**What is needed**.
In the entries from the start up to and including the line with "POLYGON ((113 9, 113", rename "exterior ring" to "outer ring" and leave all else unchanged. Give only those lines, with the pictures left out.

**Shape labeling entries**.
>>
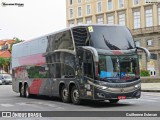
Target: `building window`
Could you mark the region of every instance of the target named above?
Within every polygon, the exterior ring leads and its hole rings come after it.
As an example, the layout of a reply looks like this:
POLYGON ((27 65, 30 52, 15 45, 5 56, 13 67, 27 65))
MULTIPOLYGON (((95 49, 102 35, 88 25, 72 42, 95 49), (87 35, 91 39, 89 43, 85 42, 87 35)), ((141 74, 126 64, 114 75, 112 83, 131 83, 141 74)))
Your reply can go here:
POLYGON ((102 12, 102 1, 97 2, 97 13, 102 12))
POLYGON ((79 4, 79 3, 81 3, 82 2, 82 0, 77 0, 77 3, 79 4))
POLYGON ((113 9, 113 1, 108 0, 108 10, 112 10, 112 9, 113 9))
POLYGON ((119 24, 120 24, 120 25, 125 25, 125 24, 126 24, 126 23, 125 23, 125 20, 126 20, 125 14, 120 14, 120 15, 119 15, 119 24))
POLYGON ((73 9, 69 9, 69 18, 73 18, 73 9))
POLYGON ((158 8, 158 24, 160 25, 160 8, 158 8))
POLYGON ((118 0, 118 6, 119 6, 119 8, 123 8, 124 7, 124 0, 118 0))
POLYGON ((69 27, 74 26, 74 21, 69 21, 69 22, 68 22, 68 25, 69 25, 69 27))
POLYGON ((103 17, 101 16, 97 17, 97 24, 103 24, 103 17))
POLYGON ((152 9, 146 10, 146 27, 153 26, 153 20, 152 20, 152 9))
POLYGON ((147 40, 147 46, 152 46, 153 45, 153 40, 147 40))
POLYGON ((72 5, 73 4, 73 0, 69 0, 69 4, 72 5))
POLYGON ((86 24, 91 24, 92 23, 92 18, 86 18, 86 24))
POLYGON ((78 17, 82 17, 82 7, 78 7, 78 17))
POLYGON ((140 47, 140 41, 135 41, 136 47, 140 47))
POLYGON ((140 28, 140 12, 134 12, 134 29, 140 28))
POLYGON ((108 24, 114 24, 114 16, 108 16, 108 24))
POLYGON ((139 0, 133 0, 133 5, 138 5, 139 4, 139 0))
POLYGON ((86 6, 86 13, 87 13, 87 15, 90 15, 91 14, 91 5, 87 5, 86 6))
POLYGON ((77 20, 77 25, 82 25, 83 24, 83 19, 77 20))
POLYGON ((151 53, 151 59, 153 59, 153 60, 157 60, 157 54, 155 54, 155 53, 151 53))

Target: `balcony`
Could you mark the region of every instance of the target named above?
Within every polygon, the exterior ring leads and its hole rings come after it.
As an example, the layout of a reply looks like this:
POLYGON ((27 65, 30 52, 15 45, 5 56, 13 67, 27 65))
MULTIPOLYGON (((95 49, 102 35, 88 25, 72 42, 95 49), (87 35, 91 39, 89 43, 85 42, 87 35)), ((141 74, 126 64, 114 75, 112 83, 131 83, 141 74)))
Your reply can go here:
POLYGON ((145 27, 145 28, 138 28, 131 30, 132 35, 142 35, 142 34, 150 34, 150 33, 158 33, 160 32, 160 25, 152 26, 152 27, 145 27))

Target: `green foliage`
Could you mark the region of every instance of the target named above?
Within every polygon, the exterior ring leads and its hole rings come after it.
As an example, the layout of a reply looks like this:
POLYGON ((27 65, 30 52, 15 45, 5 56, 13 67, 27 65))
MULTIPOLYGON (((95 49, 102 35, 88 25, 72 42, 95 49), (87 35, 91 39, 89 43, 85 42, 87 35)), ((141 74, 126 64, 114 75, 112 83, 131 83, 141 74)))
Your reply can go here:
POLYGON ((141 76, 150 76, 149 70, 141 70, 141 76))

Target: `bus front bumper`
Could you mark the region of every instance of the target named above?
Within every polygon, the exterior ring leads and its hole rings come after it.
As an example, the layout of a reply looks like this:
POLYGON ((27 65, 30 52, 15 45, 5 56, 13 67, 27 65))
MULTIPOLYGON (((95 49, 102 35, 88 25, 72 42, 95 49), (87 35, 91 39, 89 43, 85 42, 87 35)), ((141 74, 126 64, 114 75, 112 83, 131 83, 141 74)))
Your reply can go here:
POLYGON ((127 91, 125 88, 114 88, 111 90, 94 89, 94 99, 95 100, 111 100, 111 99, 133 99, 140 98, 141 87, 133 89, 132 91, 127 91))

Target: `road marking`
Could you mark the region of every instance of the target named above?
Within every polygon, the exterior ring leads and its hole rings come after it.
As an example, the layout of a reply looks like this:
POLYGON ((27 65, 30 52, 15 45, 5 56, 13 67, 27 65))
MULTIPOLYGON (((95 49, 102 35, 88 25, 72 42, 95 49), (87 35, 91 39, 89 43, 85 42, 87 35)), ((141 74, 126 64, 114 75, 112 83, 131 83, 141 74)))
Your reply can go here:
POLYGON ((1 104, 1 106, 3 106, 3 107, 12 107, 14 105, 12 105, 12 104, 1 104))
POLYGON ((16 103, 17 105, 27 105, 26 103, 16 103))

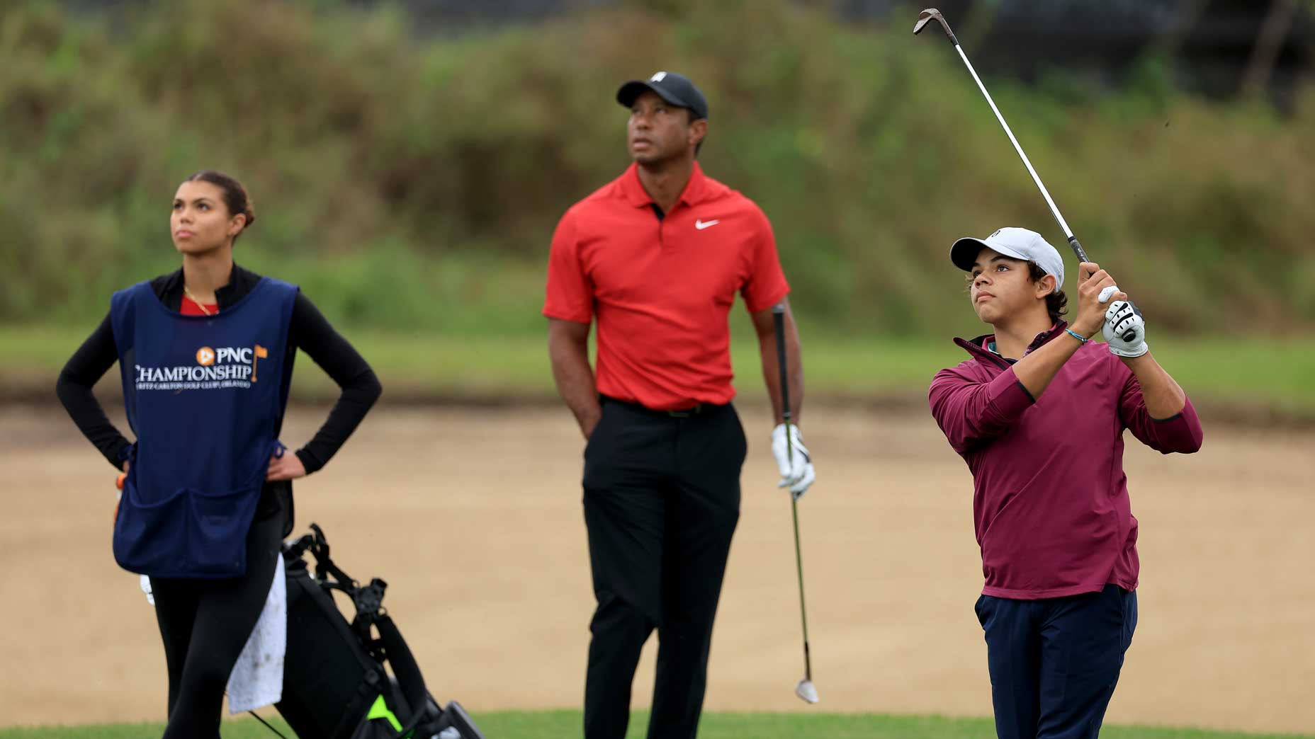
<<
**Answer in full**.
Target: `building window`
Could you mark the region of every instance of the target named above?
Within every polygon, the outer ring leads and its hole rings come after it.
As an example, the layout of a reply looks like this:
POLYGON ((27 65, 30 52, 15 45, 5 56, 13 67, 27 65))
MULTIPOLYGON (((95 49, 102 35, 88 25, 72 42, 95 49), (87 35, 91 39, 89 43, 85 42, 87 35)), ((141 74, 126 64, 114 75, 112 83, 131 83, 141 74)))
Your reply can go here:
POLYGON ((102 12, 102 1, 97 2, 97 13, 102 12))
POLYGON ((79 4, 79 3, 81 3, 82 2, 82 0, 77 0, 77 3, 79 4))
POLYGON ((113 9, 113 1, 108 0, 108 10, 112 10, 112 9, 113 9))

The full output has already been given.